[Records]
***

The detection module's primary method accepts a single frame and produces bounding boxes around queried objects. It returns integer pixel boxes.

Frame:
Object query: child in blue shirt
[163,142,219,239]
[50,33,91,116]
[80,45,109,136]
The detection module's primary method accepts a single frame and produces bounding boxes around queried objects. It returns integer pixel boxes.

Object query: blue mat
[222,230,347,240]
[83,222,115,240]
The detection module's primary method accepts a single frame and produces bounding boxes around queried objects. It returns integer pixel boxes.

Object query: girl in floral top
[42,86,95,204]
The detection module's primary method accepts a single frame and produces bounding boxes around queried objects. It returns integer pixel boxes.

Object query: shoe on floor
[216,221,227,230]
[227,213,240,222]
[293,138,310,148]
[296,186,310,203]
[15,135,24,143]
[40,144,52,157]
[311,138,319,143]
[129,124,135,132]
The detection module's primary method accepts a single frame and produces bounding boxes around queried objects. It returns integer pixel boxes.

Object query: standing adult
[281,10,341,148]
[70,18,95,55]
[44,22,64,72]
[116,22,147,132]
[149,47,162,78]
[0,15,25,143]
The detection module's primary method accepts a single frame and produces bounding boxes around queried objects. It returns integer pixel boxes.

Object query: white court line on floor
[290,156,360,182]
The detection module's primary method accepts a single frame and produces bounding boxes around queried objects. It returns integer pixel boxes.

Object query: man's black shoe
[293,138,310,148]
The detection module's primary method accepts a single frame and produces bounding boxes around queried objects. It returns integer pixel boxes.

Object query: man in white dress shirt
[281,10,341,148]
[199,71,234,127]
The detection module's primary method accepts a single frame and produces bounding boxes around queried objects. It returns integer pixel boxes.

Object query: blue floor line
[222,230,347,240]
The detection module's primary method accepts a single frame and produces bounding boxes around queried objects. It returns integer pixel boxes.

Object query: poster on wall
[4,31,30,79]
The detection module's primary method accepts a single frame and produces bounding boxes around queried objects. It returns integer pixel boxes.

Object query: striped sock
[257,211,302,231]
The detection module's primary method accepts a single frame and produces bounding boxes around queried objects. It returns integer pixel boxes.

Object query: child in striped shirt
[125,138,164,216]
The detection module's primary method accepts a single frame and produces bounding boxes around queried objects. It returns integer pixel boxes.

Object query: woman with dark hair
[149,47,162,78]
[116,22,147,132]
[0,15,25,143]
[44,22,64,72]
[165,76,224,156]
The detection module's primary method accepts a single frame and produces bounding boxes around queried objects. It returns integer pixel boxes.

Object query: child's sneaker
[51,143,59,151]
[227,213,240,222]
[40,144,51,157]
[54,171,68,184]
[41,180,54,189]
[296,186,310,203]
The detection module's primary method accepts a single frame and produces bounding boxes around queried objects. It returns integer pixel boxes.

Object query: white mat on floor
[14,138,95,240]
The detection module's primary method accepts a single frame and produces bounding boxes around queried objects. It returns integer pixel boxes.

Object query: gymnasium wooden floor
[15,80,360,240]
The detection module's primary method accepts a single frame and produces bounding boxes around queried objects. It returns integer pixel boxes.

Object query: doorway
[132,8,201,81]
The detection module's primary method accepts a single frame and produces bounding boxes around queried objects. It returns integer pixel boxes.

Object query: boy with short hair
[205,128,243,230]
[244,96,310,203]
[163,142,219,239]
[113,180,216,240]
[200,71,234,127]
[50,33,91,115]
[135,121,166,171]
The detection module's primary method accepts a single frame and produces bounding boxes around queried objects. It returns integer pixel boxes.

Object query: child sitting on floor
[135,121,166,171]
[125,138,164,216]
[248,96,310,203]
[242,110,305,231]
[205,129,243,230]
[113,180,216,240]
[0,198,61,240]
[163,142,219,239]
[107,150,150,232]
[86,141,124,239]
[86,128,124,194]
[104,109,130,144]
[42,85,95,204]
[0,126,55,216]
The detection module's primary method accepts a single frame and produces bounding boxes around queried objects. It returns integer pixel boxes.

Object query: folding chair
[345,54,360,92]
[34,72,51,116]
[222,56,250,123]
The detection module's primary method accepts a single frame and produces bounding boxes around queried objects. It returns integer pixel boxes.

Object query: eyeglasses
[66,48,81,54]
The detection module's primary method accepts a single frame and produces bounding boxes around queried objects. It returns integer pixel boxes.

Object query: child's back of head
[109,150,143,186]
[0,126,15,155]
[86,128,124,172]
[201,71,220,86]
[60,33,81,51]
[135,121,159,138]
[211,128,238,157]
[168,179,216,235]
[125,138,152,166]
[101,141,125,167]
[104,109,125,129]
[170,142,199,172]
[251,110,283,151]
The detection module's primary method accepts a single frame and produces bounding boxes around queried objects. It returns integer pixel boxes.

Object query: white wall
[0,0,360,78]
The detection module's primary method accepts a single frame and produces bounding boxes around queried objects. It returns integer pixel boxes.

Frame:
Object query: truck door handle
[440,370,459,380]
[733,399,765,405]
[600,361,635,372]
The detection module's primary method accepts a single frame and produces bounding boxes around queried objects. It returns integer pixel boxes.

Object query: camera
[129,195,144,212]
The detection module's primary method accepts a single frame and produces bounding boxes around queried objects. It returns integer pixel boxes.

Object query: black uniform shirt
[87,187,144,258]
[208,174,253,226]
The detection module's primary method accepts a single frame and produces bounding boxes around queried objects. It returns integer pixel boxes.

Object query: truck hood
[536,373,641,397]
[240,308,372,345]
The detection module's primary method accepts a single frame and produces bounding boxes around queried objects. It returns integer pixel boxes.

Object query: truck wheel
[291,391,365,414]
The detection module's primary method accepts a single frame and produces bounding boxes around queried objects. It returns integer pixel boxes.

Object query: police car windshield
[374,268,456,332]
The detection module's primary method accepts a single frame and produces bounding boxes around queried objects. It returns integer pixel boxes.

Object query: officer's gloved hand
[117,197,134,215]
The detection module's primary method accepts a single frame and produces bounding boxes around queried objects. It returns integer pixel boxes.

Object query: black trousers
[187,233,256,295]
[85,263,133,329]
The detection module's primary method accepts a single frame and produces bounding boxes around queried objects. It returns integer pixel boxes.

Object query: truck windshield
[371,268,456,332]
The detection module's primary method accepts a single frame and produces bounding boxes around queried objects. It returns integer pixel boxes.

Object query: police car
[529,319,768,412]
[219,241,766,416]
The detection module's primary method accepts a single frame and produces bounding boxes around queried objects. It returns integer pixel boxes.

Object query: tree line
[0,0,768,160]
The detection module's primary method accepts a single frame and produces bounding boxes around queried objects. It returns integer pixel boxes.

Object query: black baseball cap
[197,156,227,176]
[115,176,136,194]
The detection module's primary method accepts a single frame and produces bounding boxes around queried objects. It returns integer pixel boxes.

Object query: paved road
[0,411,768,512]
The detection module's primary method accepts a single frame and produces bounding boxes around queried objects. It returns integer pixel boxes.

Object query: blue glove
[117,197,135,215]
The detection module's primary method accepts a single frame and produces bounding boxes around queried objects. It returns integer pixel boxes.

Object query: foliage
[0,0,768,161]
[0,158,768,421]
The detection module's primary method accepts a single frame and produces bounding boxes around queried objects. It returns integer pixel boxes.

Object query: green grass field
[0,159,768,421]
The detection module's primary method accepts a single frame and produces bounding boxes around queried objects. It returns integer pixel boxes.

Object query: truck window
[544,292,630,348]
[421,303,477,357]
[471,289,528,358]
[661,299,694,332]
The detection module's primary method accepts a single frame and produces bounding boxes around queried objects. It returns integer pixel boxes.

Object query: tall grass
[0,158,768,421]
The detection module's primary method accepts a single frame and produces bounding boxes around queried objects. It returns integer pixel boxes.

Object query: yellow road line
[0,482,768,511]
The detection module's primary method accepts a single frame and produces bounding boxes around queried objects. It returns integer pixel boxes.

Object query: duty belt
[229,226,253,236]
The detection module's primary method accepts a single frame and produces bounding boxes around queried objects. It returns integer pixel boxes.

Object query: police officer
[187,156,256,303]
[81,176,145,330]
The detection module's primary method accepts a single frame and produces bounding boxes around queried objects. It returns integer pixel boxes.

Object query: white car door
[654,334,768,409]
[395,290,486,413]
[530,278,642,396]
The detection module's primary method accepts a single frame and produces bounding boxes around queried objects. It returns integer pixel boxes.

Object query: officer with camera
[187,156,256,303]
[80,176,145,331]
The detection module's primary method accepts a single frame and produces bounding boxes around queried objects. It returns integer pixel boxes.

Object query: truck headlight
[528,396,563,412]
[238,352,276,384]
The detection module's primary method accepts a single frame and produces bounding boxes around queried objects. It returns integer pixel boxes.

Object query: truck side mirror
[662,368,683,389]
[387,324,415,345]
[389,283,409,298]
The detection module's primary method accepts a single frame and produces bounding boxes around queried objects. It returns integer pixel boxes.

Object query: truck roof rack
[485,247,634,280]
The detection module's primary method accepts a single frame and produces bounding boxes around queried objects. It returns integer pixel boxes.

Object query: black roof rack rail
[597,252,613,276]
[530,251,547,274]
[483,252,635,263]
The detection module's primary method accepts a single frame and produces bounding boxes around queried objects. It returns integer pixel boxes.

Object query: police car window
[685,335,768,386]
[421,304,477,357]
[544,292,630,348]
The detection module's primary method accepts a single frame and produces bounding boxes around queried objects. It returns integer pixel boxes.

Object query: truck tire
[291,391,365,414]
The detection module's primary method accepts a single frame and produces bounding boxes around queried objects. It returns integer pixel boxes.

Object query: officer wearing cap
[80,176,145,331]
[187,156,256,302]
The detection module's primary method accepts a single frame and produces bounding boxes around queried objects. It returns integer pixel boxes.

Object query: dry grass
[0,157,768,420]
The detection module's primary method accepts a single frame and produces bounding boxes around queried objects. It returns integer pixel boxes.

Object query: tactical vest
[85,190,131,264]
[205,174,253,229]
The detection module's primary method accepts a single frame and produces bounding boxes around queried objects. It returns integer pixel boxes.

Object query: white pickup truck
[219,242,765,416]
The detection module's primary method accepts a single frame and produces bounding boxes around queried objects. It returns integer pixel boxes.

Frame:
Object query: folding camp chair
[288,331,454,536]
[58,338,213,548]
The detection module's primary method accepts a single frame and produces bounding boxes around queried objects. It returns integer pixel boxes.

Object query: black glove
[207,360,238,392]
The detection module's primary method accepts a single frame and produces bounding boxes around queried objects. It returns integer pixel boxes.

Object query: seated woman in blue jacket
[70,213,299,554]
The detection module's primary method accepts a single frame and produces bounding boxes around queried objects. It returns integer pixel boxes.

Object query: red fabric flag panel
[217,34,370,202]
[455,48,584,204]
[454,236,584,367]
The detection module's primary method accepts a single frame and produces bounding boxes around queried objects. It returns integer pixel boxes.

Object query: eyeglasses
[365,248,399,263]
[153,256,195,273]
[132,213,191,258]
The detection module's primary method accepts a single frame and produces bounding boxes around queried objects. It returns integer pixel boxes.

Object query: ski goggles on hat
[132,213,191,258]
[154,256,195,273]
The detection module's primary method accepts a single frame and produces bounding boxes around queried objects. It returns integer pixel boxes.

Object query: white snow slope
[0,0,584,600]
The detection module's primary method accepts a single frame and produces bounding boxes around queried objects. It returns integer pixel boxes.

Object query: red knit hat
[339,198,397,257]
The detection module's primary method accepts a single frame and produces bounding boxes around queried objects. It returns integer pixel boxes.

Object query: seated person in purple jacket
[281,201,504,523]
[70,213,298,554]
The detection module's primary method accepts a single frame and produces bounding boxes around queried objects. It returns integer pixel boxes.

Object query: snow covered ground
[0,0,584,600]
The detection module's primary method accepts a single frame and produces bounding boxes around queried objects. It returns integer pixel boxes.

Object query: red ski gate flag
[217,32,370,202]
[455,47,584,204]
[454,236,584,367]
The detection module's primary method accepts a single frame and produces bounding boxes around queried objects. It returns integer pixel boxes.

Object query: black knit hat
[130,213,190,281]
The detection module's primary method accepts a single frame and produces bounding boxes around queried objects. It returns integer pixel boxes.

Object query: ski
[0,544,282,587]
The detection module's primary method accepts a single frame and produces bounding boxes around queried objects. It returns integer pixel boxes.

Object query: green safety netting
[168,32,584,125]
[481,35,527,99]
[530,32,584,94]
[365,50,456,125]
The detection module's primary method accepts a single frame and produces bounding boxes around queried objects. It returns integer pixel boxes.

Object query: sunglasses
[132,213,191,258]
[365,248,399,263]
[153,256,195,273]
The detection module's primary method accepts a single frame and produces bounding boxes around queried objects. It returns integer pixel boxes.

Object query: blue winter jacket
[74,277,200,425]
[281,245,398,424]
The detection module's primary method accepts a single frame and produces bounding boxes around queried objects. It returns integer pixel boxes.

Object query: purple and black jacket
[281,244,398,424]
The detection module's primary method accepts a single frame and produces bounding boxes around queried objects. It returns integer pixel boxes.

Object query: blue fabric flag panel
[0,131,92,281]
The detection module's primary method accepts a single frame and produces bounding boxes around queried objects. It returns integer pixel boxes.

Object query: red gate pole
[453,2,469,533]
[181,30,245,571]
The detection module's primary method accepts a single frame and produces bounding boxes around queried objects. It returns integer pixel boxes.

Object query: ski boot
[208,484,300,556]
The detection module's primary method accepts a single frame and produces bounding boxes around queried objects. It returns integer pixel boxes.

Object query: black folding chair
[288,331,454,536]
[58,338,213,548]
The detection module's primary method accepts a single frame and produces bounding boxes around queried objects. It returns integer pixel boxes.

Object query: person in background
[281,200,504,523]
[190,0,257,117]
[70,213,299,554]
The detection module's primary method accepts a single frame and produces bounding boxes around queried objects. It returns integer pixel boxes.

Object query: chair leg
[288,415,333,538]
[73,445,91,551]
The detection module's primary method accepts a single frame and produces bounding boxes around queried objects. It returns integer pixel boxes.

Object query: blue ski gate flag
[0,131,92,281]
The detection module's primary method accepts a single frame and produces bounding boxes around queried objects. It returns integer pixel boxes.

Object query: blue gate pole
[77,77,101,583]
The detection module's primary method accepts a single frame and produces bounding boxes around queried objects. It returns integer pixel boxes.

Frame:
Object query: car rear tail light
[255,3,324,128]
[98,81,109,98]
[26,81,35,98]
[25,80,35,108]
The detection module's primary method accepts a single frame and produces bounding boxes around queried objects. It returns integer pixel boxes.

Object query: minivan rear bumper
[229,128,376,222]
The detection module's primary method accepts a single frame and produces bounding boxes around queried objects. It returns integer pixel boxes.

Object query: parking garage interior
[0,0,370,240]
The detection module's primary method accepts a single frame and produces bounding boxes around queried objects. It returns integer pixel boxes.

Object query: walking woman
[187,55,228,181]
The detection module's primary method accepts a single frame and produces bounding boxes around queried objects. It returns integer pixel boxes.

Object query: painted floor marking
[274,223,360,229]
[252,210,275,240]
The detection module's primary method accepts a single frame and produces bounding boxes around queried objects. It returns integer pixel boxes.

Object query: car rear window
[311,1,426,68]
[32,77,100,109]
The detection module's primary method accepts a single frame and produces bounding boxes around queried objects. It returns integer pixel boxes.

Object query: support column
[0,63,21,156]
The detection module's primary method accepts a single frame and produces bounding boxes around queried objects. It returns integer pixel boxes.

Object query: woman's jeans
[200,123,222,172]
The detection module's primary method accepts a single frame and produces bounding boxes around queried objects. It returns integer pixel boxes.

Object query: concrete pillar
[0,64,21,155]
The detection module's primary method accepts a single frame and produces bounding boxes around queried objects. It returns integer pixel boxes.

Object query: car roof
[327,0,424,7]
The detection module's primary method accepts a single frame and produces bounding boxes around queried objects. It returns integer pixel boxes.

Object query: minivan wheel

***

WHAT YOU ARE ASKED TO DO: Locate each line in the rows above that contains the word "blue", and copy every such line.

COMPLETE RESPONSE:
Object query: child in blue shirt
Object query: blue mat
Object query: blue floor line
Object query: blue glove
Object query: seated woman in blue jacket
Object query: blue winter jacket
Object query: blue fabric flag panel
Object query: blue ski gate flag
Object query: blue gate pole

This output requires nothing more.